- PROBLEM DETAILS:
Could you copy out the records below with every "flower cluster" swapped for "blossom cluster", keeping everything else unchanged and leaving out the pictures?

- - - - -

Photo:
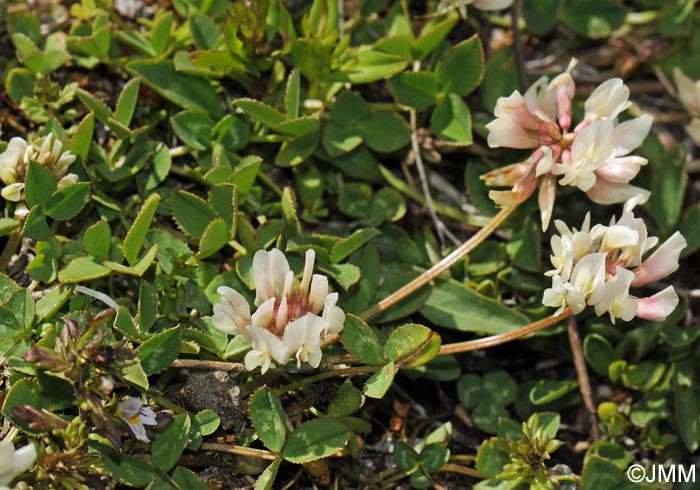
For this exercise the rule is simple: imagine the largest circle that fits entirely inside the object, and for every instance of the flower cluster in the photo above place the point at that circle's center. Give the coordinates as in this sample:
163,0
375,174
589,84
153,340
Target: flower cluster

- - - - -

- OUTPUT BELOW:
Photo:
For this exercise the rule is simple: imagine the largest circle that fits entirely inside the object, and for every instance of the blossom cluster in the photo above place the point at that circle's center. Give the coordinates as in this sample:
163,0
375,174
589,84
153,340
Target: blossom cluster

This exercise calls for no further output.